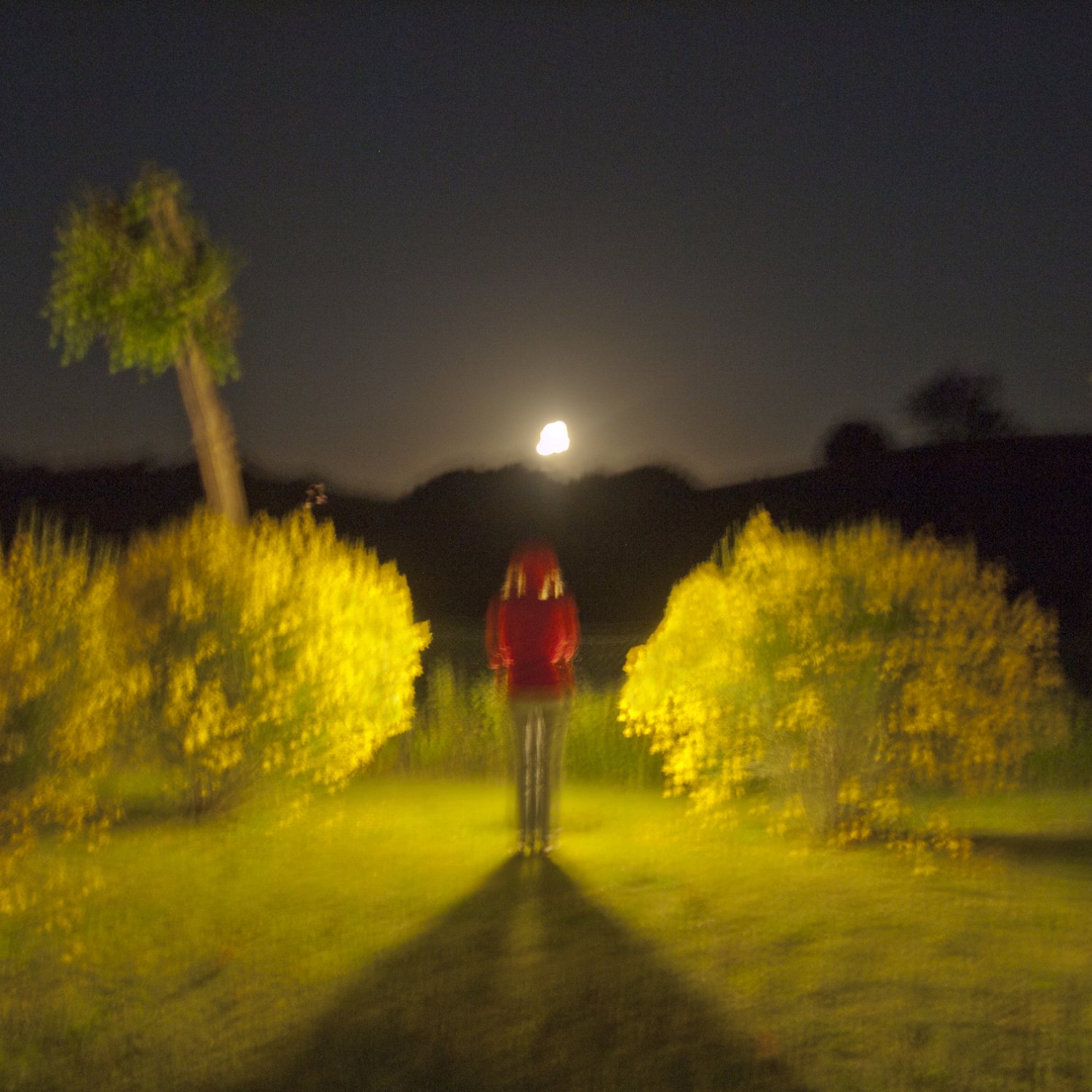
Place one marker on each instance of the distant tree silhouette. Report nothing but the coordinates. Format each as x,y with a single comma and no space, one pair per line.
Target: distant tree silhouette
143,275
957,405
855,443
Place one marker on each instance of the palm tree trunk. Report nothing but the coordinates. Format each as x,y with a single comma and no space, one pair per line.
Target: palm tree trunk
213,437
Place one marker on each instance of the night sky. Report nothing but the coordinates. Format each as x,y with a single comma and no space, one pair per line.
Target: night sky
700,235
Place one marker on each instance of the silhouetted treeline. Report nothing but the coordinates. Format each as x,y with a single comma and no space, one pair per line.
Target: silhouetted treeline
624,539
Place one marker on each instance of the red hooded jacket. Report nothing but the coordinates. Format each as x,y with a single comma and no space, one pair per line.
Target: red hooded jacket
531,628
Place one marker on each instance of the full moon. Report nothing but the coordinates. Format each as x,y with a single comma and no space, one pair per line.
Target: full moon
555,439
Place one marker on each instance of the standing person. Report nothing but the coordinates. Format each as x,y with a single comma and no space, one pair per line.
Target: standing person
532,633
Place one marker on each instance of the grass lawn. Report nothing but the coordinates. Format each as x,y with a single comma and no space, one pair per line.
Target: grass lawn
384,939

════════

#### TASK TO CARRY OUT
From the line that contains "Place one marker on each instance of the silhouetted" down to the last line of the listing above, repeat each line exactly, and include nothing else.

#### RESPONSE TO THIS EXERCISE
Place one marker on each instance of the silhouetted treeline. Report nothing but the coordinates. Format each as x,y with a single comma and no space, one pair per line.
Target: silhouetted treeline
624,539
Place one marker on each instance of the red hooded jacket. Report nothing but the coordinates. Format each as x,y with a single comma and no space, one pair per line.
Target: red hooded jacket
531,628
Place one marker on each instance of the full moon. Report nothing but the coordinates. Format each as x,y with a single comma and no space, one pair per line.
Target: full moon
555,439
Place one marker on each instance of the standing person. Report nothing but the coordinates. Format each as x,y with a single comma and no space, one pair per line.
Target: standing person
532,633
Place one marker on each instance of the grass lawn. Report nothing but the coordinates. Format each as x,y with a single comma and no space, one pair per line.
Target: grass lawn
384,939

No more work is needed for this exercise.